WORK ITEM: Extract each line of the entries below that contains the string "positive", and reproduce every such line in full.
:::::
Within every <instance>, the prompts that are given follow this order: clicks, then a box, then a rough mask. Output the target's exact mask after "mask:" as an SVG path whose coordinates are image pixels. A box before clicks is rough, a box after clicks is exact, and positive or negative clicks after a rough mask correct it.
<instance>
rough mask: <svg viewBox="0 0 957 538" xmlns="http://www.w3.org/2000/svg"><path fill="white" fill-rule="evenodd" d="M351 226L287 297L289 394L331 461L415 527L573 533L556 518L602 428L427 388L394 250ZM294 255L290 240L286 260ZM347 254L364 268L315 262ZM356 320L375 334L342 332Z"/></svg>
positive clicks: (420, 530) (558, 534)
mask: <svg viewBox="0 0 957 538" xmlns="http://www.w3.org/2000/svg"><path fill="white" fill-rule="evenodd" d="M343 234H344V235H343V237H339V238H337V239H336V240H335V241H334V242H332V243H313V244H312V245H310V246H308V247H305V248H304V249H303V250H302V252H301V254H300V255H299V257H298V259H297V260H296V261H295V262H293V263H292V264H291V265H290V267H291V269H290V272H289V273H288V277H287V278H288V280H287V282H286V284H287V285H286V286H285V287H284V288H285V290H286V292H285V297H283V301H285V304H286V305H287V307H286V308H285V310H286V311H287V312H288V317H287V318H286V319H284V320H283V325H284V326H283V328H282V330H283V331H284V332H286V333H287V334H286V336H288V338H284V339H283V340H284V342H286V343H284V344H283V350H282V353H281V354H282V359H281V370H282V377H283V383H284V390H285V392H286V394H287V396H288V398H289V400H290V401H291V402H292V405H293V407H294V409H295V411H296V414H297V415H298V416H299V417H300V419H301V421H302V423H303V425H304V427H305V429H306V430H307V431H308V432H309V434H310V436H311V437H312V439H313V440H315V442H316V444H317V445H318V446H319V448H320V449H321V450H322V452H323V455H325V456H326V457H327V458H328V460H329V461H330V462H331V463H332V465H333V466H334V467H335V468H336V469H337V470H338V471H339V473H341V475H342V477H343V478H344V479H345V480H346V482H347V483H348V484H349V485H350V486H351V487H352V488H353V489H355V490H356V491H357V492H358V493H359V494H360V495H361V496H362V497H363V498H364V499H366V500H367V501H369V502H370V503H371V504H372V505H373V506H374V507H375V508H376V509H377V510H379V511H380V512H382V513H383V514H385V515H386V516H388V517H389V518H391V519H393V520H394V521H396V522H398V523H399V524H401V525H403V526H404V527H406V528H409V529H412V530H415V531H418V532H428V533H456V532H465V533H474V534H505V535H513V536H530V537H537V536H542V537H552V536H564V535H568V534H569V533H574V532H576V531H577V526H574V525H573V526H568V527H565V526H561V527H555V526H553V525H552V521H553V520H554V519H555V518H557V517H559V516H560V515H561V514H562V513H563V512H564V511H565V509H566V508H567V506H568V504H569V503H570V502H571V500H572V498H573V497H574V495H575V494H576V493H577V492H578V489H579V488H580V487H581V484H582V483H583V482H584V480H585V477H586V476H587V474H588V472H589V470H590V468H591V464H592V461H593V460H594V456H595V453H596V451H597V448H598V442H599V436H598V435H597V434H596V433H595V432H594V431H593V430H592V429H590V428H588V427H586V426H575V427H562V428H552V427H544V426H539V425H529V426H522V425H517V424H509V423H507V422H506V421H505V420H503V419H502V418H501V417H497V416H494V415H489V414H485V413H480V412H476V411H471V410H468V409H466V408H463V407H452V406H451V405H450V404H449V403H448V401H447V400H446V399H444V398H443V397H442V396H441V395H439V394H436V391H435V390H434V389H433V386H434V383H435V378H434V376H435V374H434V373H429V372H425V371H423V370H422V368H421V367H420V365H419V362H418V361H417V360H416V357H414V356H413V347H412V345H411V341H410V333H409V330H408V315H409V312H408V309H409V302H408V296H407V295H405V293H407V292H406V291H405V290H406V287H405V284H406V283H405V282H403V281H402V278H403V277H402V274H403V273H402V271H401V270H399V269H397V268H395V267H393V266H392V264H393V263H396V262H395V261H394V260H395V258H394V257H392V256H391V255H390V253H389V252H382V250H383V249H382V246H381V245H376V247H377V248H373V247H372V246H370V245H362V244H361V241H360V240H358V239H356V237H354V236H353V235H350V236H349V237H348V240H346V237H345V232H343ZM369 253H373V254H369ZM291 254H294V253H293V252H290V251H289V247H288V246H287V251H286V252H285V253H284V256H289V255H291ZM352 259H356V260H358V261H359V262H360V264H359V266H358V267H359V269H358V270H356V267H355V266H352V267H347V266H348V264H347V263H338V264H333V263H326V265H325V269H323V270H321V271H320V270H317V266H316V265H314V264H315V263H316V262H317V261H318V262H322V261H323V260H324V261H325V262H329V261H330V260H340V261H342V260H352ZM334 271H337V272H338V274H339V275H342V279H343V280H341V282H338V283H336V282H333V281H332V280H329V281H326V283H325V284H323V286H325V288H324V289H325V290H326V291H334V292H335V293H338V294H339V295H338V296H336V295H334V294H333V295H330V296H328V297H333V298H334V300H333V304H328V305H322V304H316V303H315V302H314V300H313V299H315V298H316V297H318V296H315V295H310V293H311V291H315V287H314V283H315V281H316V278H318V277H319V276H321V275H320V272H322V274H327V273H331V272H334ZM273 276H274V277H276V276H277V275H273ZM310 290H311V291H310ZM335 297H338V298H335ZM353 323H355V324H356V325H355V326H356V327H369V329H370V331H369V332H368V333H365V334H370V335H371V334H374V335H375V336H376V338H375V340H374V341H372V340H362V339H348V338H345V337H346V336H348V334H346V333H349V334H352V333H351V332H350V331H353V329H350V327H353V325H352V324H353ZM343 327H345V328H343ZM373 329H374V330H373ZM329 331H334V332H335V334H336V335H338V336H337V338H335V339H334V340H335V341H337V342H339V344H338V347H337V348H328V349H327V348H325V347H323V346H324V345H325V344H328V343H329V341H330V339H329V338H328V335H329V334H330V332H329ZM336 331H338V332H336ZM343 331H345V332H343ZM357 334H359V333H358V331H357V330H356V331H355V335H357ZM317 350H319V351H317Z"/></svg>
:::::
FINISHED EXERCISE:
Within every <instance>, the prompts that are given follow this order: clicks, then a box, then a rough mask. Output the target's exact mask after "mask:" as an SVG path whose coordinates are image pixels. A box before clicks is rough, a box after clicks is exact, and positive or negative clicks after a rough mask correct it.
positive clicks: (420, 530) (558, 534)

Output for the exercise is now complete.